| EXERCISE INSTRUCTIONS |
Rescale the data below by copying out every line, requests included, with each answer coordinate multiplied by 1.25 and rounded to a whole number (halves go up). Keep any numbers in the requests as they are, and leave the pictures out.

| DATA PROVIDED |
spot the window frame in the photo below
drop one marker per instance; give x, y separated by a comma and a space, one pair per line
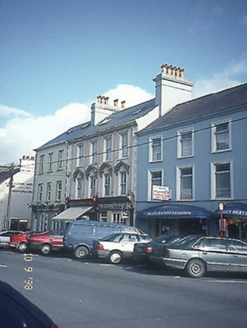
214, 134
214, 180
124, 142
48, 191
59, 188
151, 184
80, 154
94, 152
179, 182
50, 161
151, 149
180, 147
108, 148
60, 162
40, 192
42, 164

| EXERCISE OUTPUT |
spot the window frame in the photo below
drop one marker per instance; give x, y separated by a comma and a space, one pair per line
268, 168
268, 225
155, 178
60, 239
74, 235
189, 230
100, 193
118, 190
224, 228
63, 201
189, 186
225, 184
135, 185
75, 203
50, 240
53, 205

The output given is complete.